Exact copies of all the lines below are required.
--- DATA ---
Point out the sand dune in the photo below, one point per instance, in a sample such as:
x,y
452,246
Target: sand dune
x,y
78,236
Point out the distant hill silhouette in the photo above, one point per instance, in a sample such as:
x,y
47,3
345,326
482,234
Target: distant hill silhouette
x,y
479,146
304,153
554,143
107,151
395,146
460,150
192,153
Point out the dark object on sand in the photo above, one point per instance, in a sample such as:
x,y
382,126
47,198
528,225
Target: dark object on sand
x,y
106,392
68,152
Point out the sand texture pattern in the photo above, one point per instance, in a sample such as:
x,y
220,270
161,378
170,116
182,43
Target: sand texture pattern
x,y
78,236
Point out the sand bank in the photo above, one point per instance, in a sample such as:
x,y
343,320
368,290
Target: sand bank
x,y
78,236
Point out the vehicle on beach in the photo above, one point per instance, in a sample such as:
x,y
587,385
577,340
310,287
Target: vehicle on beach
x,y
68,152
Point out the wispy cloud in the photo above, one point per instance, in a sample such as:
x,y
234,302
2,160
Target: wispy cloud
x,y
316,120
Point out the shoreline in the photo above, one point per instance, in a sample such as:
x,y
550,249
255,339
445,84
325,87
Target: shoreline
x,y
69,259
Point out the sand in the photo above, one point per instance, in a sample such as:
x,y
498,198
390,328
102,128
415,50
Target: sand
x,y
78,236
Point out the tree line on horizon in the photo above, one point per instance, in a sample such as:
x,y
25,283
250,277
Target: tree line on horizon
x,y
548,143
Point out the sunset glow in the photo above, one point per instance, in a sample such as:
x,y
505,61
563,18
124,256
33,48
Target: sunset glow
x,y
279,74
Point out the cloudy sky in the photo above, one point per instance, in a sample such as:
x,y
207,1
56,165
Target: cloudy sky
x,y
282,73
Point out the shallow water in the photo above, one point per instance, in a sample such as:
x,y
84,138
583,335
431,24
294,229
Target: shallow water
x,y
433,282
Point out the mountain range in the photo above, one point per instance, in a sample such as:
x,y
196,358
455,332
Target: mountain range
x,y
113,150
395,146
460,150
---
[EXPECTED ANSWER]
Point out the sand dune in the photo below, one point per instance, in a sample such as:
x,y
452,246
Target: sand dune
x,y
78,236
Point out the distant hill silhouette in the photo above, one point per instance, in a sample such as:
x,y
47,3
345,326
482,234
Target: distant hill silhouette
x,y
479,146
304,153
554,143
107,151
395,146
460,150
192,153
Point out the dark object on sand in the photo above, one point per instance, in a sample such as:
x,y
382,126
47,198
528,225
Target: dark object on sand
x,y
106,392
68,152
Point out the sand texture pattern in the photo above, one point per instance, in a sample such as:
x,y
220,270
161,378
170,116
182,43
Target: sand texture pattern
x,y
78,236
Point out the sand bank in the photo above, one point per instance, in a sample such as:
x,y
343,320
368,290
Target: sand bank
x,y
78,236
Point out the vehicle on beach in the photo above, one point per instance, in a sample such as:
x,y
587,385
577,340
310,287
Target: vehicle on beach
x,y
68,152
Point out the wispy cloud in the photo above, one point per instance, in a sample such as:
x,y
234,302
2,160
Target: wispy cloud
x,y
316,120
Point out the shoreline in the photo above, one point per instance, in a sample such as:
x,y
550,249
255,339
445,84
325,87
Target: shoreline
x,y
69,259
Point out the sand in the photo above, one point per instance, in a sample such as:
x,y
498,198
390,328
102,128
415,50
Target: sand
x,y
78,236
Point out the tree line on horizon in the photo above, one point per instance, in a sample such as:
x,y
25,283
250,277
Target: tree line on horizon
x,y
548,143
Point out the sunset glow in the photo above, one point per instance, in a sample such as:
x,y
505,61
563,18
124,256
33,48
Target: sunset glow
x,y
279,74
Point out the cloudy sky in the photo above, one point per instance, in a sample such as:
x,y
207,1
56,165
Target: cloudy sky
x,y
282,73
Point out the shallow water in the photo above, one point per instance, in a sample such as:
x,y
84,138
583,335
431,24
294,229
Target: shallow water
x,y
433,282
Point out the mountain range in the photo above, one point per instance, in a sample such as:
x,y
196,358
455,332
Target: mountain range
x,y
113,150
395,146
460,150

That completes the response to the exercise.